Could you write out each entry exactly as it reads?

[Stored data entries]
========================================================================
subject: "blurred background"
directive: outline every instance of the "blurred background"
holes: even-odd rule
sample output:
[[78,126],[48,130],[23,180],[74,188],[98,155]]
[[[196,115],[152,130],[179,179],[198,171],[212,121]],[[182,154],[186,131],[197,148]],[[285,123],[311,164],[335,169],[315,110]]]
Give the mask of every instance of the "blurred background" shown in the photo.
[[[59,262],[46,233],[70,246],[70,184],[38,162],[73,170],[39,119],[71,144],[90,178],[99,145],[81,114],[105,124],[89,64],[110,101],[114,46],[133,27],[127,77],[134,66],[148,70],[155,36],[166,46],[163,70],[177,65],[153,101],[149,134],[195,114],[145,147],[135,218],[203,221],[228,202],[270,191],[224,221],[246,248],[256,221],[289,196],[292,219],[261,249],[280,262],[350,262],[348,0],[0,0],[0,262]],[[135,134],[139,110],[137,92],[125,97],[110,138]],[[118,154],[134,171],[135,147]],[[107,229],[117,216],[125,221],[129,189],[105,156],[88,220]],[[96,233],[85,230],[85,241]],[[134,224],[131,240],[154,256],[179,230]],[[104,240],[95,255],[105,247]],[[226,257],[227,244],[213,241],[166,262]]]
========================================================================
_Response to the task_
subject: "blurred background"
directive: outline every instance of the "blurred background"
holes: even-odd rule
sample output:
[[78,126],[48,130],[23,180],[74,188],[98,155]]
[[[196,115],[152,130],[179,179],[198,171],[212,121]],[[182,154],[186,131],[197,148]],[[285,123],[311,164],[335,169],[315,110]]]
Give the mask of every instance of the "blurred background" shown in the photo.
[[[59,262],[46,233],[70,246],[70,184],[38,162],[73,170],[39,119],[71,144],[90,178],[99,145],[81,114],[105,124],[89,64],[110,101],[114,46],[133,27],[127,77],[134,66],[148,70],[155,36],[166,46],[163,70],[177,65],[153,101],[149,134],[195,114],[145,147],[135,218],[203,221],[228,202],[270,191],[224,221],[246,248],[256,221],[289,196],[292,219],[261,249],[280,262],[350,262],[348,0],[0,0],[0,262]],[[135,134],[139,110],[137,92],[125,97],[110,138]],[[118,154],[134,171],[135,147]],[[107,229],[117,216],[125,221],[129,189],[105,156],[88,220]],[[96,233],[85,230],[85,241]],[[134,224],[131,240],[154,256],[179,230]],[[104,240],[95,255],[105,247]],[[226,257],[227,244],[213,241],[166,262]]]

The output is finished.